▶ YOUR INSTRUCTIONS:
Render all of the material below as a JSON list of strings, one string per line, leaving out blank lines.

▶ INPUT RECORDS:

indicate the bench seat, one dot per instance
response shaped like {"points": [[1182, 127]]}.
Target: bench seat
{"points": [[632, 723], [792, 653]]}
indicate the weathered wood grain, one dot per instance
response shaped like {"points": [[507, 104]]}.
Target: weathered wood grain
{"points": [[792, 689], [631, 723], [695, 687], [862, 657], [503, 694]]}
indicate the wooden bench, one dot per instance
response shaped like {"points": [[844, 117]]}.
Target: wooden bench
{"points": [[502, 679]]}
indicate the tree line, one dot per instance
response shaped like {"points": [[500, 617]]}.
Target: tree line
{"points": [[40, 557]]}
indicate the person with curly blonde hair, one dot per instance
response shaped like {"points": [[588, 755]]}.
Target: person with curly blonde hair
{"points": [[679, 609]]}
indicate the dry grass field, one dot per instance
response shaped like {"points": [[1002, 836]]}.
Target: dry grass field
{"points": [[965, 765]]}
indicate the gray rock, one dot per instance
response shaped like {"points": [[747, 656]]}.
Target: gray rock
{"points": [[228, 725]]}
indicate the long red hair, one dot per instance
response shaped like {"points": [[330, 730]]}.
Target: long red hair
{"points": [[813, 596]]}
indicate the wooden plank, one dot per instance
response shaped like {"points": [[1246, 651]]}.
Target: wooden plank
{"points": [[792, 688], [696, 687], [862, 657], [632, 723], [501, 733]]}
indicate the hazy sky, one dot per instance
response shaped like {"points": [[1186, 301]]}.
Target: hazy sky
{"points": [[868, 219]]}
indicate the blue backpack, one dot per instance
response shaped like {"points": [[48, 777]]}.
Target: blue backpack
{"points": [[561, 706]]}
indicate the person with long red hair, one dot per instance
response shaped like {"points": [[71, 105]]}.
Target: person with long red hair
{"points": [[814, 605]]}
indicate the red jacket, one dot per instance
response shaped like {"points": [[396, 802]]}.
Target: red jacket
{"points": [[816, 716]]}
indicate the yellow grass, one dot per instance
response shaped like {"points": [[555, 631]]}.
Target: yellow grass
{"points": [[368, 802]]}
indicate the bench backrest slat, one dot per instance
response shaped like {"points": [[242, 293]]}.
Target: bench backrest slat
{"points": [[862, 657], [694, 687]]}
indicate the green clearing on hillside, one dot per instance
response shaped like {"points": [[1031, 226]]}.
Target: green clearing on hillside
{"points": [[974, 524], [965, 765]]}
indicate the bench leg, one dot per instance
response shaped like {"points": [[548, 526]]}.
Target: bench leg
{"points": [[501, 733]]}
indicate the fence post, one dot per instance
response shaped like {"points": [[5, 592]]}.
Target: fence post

▶ WRITTEN RESPONSE:
[
  "indicate the bench seat, one dot per instance",
  "response shaped like {\"points\": [[1182, 127]]}.",
  "Target: bench seat",
  "{\"points\": [[632, 723], [792, 653]]}",
  "indicate the weathered wood grain, one dot per instance",
  "response shaped like {\"points\": [[507, 104]]}.",
  "Target: weathered wood grain",
  "{\"points\": [[792, 689], [631, 723], [695, 687], [862, 657], [503, 694]]}",
  "indicate the wooden bench, one dot per instance",
  "response shaped like {\"points\": [[844, 117]]}.",
  "Target: wooden bench",
  "{\"points\": [[502, 679]]}",
  "indicate the tree line, one dot per instance",
  "response shaped like {\"points\": [[500, 617]]}.",
  "Target: tree line",
  "{\"points\": [[40, 557]]}",
  "indicate the person with curly blonde hair, one dot per instance",
  "response shaped like {\"points\": [[588, 755]]}.",
  "Target: person with curly blonde hair",
  "{\"points\": [[679, 609]]}",
  "indicate the dry grass field, one dot per instance",
  "response shaped like {\"points\": [[1002, 836]]}.",
  "Target: dry grass field",
  "{\"points\": [[965, 765]]}",
  "indicate the gray rock, one dot per instance",
  "response shaped like {\"points\": [[747, 656]]}.",
  "Target: gray rock",
  "{\"points\": [[228, 725]]}",
  "indicate the long red hair, one dot per instance",
  "response shaped like {\"points\": [[330, 730]]}.",
  "Target: long red hair",
  "{\"points\": [[813, 596]]}",
  "indicate the wooden plank, one dot per instance",
  "response shaped like {\"points\": [[1246, 651]]}.",
  "Target: wooden plank",
  "{\"points\": [[792, 688], [696, 687], [862, 657], [632, 723], [501, 733]]}",
  "indicate the hazy sky, one dot per instance",
  "response shaped like {\"points\": [[1186, 301]]}.",
  "Target: hazy sky",
  "{\"points\": [[868, 219]]}",
  "indicate the blue backpack, one dot per instance",
  "response shaped like {\"points\": [[48, 777]]}.",
  "Target: blue backpack",
  "{\"points\": [[561, 706]]}",
  "indicate the person with long red hair, one dot per instance",
  "response shaped like {\"points\": [[71, 105]]}.",
  "Target: person with long red hair",
  "{\"points\": [[814, 605]]}",
  "indicate the red jacket, one dot per instance",
  "response shaped like {\"points\": [[396, 802]]}.",
  "Target: red jacket",
  "{\"points\": [[816, 716]]}",
  "indicate the yellow grass, one dot per instance",
  "response shaped like {\"points\": [[555, 631]]}.",
  "Target: yellow grass",
  "{\"points\": [[368, 802]]}",
  "indicate the bench backrest slat, one dot per instance",
  "response shaped like {\"points\": [[242, 293]]}.",
  "Target: bench backrest slat",
  "{\"points\": [[862, 657], [694, 687]]}",
  "indicate the green clearing on hillside, one dot per instance",
  "response shaped like {\"points\": [[1031, 226]]}.",
  "Target: green clearing on hillside",
  "{\"points\": [[974, 524], [965, 765]]}",
  "indicate the bench leg, one dot per instance",
  "response shaped like {\"points\": [[548, 526]]}.",
  "Target: bench leg",
  "{\"points\": [[501, 733]]}",
  "indicate the fence post, one dot per instance",
  "response shaped like {\"points\": [[5, 592]]}.",
  "Target: fence post"
]